Challenge: Return, word for word, only the lines from the one containing "Where can the beige" through the last line of the entries.

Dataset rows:

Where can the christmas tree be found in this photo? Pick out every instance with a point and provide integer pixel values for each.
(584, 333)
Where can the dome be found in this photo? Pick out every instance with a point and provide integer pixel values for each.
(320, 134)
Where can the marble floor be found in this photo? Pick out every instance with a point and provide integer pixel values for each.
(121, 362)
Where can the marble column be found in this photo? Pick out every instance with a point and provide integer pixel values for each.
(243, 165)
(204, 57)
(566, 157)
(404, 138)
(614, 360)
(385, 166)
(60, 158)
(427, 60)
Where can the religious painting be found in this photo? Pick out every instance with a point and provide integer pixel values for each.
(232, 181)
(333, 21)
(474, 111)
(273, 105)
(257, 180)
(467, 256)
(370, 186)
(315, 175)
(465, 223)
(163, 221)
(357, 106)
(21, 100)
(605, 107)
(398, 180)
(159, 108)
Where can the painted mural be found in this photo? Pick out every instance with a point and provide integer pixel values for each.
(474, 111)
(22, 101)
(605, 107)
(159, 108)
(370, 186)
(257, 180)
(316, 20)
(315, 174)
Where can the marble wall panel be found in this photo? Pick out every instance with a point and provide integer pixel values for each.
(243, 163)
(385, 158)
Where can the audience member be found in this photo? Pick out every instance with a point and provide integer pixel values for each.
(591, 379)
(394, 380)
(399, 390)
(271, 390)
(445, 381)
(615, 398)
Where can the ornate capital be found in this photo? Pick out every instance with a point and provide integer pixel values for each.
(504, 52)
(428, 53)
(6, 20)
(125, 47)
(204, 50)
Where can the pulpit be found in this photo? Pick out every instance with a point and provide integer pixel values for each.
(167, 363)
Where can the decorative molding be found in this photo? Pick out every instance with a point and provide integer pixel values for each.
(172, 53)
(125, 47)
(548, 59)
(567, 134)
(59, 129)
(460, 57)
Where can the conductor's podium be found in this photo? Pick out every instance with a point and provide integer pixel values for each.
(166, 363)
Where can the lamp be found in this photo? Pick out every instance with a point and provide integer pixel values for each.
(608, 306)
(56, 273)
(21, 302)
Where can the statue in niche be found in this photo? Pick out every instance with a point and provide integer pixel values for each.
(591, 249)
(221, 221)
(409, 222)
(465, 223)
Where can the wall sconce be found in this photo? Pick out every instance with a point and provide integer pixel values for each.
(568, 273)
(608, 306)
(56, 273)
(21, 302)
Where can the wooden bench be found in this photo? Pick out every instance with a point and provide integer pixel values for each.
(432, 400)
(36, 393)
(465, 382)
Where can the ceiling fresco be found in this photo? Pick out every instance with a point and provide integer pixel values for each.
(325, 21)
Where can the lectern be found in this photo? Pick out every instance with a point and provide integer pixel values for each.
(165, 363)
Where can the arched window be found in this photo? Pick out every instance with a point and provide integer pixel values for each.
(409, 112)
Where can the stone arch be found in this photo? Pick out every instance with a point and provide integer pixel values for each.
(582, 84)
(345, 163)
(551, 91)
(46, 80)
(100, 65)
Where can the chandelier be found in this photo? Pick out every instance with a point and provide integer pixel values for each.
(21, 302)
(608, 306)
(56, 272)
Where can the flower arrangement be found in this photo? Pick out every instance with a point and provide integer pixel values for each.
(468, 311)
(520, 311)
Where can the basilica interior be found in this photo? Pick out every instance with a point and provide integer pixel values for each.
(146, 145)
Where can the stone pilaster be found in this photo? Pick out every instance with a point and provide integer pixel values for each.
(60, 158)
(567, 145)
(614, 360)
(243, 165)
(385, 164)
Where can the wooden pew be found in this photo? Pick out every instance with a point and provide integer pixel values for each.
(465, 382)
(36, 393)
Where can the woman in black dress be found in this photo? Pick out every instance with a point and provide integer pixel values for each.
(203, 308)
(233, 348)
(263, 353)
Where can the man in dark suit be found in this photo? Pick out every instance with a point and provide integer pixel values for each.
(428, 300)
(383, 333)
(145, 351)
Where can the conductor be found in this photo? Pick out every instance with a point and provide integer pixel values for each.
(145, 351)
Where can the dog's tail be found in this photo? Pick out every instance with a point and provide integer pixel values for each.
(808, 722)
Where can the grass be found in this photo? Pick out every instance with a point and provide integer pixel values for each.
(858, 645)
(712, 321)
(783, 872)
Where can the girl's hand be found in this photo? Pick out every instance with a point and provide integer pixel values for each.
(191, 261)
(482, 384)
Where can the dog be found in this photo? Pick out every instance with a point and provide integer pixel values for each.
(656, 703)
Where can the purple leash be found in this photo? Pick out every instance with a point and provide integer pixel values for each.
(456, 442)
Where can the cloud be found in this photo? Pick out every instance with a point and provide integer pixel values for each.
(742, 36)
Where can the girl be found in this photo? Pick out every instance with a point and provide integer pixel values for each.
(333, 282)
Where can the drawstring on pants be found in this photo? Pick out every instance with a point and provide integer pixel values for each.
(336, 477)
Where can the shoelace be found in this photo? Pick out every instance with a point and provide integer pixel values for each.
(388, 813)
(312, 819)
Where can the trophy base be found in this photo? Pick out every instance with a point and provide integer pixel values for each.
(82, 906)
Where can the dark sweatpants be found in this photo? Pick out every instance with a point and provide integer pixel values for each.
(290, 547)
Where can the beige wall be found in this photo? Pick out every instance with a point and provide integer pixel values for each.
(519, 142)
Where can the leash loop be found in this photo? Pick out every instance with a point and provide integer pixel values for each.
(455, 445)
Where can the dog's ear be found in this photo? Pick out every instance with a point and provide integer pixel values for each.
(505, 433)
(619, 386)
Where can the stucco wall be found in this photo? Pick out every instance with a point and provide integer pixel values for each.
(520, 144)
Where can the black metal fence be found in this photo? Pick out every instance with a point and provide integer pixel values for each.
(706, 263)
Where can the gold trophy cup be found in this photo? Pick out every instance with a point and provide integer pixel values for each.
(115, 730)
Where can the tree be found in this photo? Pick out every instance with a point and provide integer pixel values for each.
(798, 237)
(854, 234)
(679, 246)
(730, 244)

Solution to this problem:
Where can the beige wall be found in this photo? Pick out every instance with a point and provide integer pixel values for each.
(519, 142)
Where can the leash loop be found in this photo? Pick out every instance with a point and provide integer pixel values for each.
(455, 445)
Where can the dog's ear be found in this photo? Pick out every instance with a point and provide integer pixel values for each.
(505, 433)
(619, 386)
Where can the stucco wall be found in this photo? Pick out every instance with a point and provide integer pixel values for each.
(520, 144)
Where can the black metal fence be found in this photo? Pick out every instance with a point and provide integer pixel values for each.
(706, 263)
Where can the gold trophy cup be found in this photo? Pick out every instance with a point and provide integer pixel values for each.
(115, 730)
Where can the tree be found in this photo? Pick out every instance with a point and provide integer pixel values for each.
(798, 237)
(854, 234)
(679, 246)
(730, 244)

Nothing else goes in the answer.